*RECORDED INFORMATION*
────
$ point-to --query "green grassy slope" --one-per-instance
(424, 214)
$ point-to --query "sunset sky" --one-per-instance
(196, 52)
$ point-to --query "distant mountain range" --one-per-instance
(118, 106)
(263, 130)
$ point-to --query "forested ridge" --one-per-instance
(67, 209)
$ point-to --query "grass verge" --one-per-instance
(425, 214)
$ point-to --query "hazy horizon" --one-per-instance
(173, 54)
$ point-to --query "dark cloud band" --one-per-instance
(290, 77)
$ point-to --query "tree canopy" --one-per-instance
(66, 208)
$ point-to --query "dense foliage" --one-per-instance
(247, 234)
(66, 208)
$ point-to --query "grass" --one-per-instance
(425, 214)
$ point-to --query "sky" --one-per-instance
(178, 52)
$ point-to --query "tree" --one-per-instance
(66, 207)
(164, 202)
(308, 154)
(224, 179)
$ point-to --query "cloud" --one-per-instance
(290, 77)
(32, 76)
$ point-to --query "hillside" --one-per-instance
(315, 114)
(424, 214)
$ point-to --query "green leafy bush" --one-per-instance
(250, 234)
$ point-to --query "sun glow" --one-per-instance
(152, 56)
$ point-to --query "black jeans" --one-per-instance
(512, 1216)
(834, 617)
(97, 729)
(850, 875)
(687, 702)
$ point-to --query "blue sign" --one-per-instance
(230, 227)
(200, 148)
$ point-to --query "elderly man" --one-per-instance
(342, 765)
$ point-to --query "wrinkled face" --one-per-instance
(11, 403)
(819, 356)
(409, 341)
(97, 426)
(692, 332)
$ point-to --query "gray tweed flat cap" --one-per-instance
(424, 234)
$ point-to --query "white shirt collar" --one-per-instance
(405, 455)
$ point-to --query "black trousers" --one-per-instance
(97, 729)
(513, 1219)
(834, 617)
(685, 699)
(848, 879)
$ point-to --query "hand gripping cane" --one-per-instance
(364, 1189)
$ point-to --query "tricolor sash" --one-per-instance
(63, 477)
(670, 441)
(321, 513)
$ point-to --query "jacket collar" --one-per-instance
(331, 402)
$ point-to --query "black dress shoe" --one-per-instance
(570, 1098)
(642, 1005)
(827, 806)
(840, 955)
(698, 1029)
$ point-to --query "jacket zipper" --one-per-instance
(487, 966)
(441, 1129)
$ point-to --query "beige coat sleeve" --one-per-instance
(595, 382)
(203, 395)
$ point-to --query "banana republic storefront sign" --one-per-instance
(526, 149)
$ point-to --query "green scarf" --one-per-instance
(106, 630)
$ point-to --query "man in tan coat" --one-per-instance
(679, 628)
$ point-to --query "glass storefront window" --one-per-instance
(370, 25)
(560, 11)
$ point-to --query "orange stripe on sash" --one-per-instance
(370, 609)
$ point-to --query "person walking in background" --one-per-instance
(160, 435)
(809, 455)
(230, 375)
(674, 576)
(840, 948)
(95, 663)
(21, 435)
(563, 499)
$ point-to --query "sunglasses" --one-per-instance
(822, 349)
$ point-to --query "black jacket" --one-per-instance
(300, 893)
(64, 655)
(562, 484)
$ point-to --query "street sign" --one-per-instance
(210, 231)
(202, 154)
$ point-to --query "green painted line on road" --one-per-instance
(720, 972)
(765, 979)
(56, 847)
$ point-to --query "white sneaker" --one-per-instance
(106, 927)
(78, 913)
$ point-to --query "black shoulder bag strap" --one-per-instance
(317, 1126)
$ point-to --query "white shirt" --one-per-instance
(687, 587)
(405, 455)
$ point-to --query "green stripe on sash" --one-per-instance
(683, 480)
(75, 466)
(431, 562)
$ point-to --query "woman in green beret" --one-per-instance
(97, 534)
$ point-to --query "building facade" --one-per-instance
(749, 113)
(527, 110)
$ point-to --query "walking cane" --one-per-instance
────
*INSTRUCTIONS FOR THE TASK*
Please transcribe the full listing exactly, down to the last line.

*ANSWER FOR THIS EXERCISE*
$ point-to --query "green grassy slope" --one-per-instance
(424, 214)
$ point-to --query "sunset sky" --one-per-instance
(196, 52)
$ point-to --query "distant mountain range" --one-per-instance
(118, 106)
(263, 130)
$ point-to --query "forested ridge" --one-per-instance
(67, 209)
$ point-to --query "grass verge" --one-per-instance
(425, 214)
$ point-to --query "hazy horizon" --one-per-instance
(173, 54)
$ point-to --query "dark cloud band" --one-per-instance
(290, 77)
$ point-to --query "tree canopy" --one-per-instance
(66, 208)
$ point-to --query "dense foliage" --one-per-instance
(247, 234)
(66, 208)
$ point-to --query "grass" --one-per-instance
(425, 214)
$ point-to --query "sky" --one-per-instance
(178, 52)
$ point-to --query "tree" --one-per-instance
(66, 207)
(164, 202)
(308, 154)
(224, 179)
$ point-to --query "cloud" --one-per-instance
(290, 77)
(32, 76)
$ point-to --query "hillside" --one-per-instance
(315, 114)
(424, 214)
$ point-to --query "green leafy bush" --one-per-instance
(250, 234)
$ point-to --query "sun glow" --one-per-instance
(152, 56)
$ point-to --query "black jeans" --one-per-instance
(512, 1216)
(834, 617)
(97, 729)
(850, 875)
(687, 702)
$ point-to --query "blue sign" --one-per-instance
(230, 227)
(200, 148)
$ point-to --query "elderly man" --one-per-instance
(342, 765)
$ point-to --query "wrinkled face" --one-per-instance
(11, 403)
(819, 356)
(409, 341)
(97, 426)
(692, 332)
$ point-to --query "gray tweed flat cap" --one-per-instance
(424, 234)
$ point-to --query "white shirt collar" --one-per-instance
(405, 455)
$ point-to --query "black trousers" --one-per-instance
(97, 729)
(513, 1219)
(834, 617)
(685, 699)
(848, 879)
$ point-to --query "hand gripping cane" --one-per-instance
(364, 1189)
$ point-to --query "tricolor sash" --one-per-instance
(63, 477)
(670, 441)
(321, 513)
$ point-to --query "jacket collar" --one-per-instance
(331, 402)
$ point-to --query "black dress shoe" --one-per-instance
(570, 1098)
(642, 1005)
(827, 806)
(840, 955)
(698, 1029)
$ point-to --query "jacket zipper" --one-per-instance
(487, 966)
(441, 1129)
$ point-to --query "beige coat sleeve" --one-per-instance
(595, 382)
(203, 395)
$ point-to --query "banana republic storefront sign" --one-per-instance
(526, 149)
$ point-to --query "green scarf" --one-per-instance
(106, 630)
$ point-to --query "man in tan coat" --one-per-instance
(679, 628)
$ point-to --query "glass storefront window" --one-per-instance
(370, 25)
(560, 11)
$ point-to --query "orange stripe on sash" --one-per-instance
(370, 609)
$ point-to --query "person walking in background" --one-per-instance
(160, 435)
(809, 455)
(230, 375)
(674, 576)
(840, 948)
(95, 663)
(21, 435)
(563, 499)
$ point-to --query "sunglasses" --one-per-instance
(822, 349)
$ point-to --query "black jacket" --one-per-instance
(300, 893)
(64, 655)
(562, 484)
$ point-to --query "street sign" --one-per-instance
(210, 231)
(202, 154)
$ point-to --query "green painted line on road" --one-per-instance
(720, 972)
(765, 979)
(56, 847)
$ point-to --query "white sneaker" --one-per-instance
(106, 927)
(78, 913)
$ point-to --query "black shoulder bag strap" --one-per-instance
(317, 1126)
$ point-to --query "white shirt" --one-per-instance
(687, 587)
(405, 455)
$ point-to --query "green stripe on sash" --one-per-instance
(683, 480)
(75, 466)
(431, 562)
$ point-to --query "woman in green beret" --one-per-instance
(97, 534)
$ point-to --query "building facade" --one-per-instance
(749, 113)
(527, 110)
$ point-to --query "walking cane" --one-per-instance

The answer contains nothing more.